Passage>
Here is description of this substance from my tetrazole article:
3. Bis-diazotetrazolylhydrazine (H(CN4)-N=N-NH-)2 – yellowish crystaline plates, with characteric star like edges. Poorly soluble in water and
organic solvents. Due to the high nitrogen content (14 nitrogen atoms and only 2 carbon atoms), the substance is an extremely powerful explosive. Pure
product, thoroughly washed by ethanol melts at 120-123°С, where as the crude product explodes with terrible violence when heated to
90°С. Quite stable at room temperature, but very sensitive to friction and impact, violently explodes when rubbed with a glass rod or spatula.

Work order 1>
Answer these from the description of bis-diazotetrazolylhydrazine:
(a) How many nitrogen atoms does the substance contain?
(b) At what temperature does the pure product, washed with ethanol, melt?
(c) At what temperature does the crude product explode?
Work order 2> Copy the part of the bis-diazotetrazolylhydrazine description that starts at the words "Here is description" and stops after "rod or spatula.".

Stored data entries
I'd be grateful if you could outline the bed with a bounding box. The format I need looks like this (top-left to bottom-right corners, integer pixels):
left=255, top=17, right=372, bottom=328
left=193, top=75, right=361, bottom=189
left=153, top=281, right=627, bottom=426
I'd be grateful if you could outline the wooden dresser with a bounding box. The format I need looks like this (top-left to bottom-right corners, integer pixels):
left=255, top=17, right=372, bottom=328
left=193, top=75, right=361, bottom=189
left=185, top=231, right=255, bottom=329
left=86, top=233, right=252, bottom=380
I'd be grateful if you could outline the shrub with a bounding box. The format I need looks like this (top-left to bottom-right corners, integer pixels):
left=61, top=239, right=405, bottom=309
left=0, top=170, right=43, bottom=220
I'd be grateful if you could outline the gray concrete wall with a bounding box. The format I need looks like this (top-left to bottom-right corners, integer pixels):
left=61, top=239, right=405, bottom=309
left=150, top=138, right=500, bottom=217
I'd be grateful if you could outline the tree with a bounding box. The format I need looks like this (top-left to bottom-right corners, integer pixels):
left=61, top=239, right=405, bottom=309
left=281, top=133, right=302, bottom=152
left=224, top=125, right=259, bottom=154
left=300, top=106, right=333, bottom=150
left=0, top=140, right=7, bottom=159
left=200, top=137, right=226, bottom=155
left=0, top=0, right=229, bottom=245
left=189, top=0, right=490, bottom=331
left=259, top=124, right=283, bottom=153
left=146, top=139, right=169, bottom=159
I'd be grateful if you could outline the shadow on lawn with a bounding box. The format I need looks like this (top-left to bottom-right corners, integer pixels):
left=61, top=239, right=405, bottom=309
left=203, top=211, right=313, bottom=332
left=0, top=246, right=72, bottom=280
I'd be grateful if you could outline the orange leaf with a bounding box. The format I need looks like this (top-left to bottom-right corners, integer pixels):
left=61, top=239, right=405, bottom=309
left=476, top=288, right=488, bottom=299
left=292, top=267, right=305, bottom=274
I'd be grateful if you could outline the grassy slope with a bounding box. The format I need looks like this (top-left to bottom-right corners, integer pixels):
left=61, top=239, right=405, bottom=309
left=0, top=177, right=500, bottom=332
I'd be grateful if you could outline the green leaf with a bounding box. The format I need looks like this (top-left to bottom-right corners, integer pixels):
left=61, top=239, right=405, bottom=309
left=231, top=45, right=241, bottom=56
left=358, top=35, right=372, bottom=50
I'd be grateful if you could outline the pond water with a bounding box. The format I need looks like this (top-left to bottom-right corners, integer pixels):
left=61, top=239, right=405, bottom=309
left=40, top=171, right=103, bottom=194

Response area 1>
(a) 14 nitrogen atoms.
(b) 120-123°C.
(c) 90°C.

Response area 2>
Here is description of this substance from my tetrazole article:
3. Bis-diazotetrazolylhydrazine (H(CN4)-N=N-NH-)2 – yellowish crystaline plates, with characteric star like edges. Poorly soluble in water and
organic solvents. Due to the high nitrogen content (14 nitrogen atoms and only 2 carbon atoms), the substance is an extremely powerful explosive. Pure
product, thoroughly washed by ethanol melts at 120-123°С, where as the crude product explodes with terrible violence when heated to
90°С. Quite stable at room temperature, but very sensitive to friction and impact, violently explodes when rubbed with a glass rod or spatula.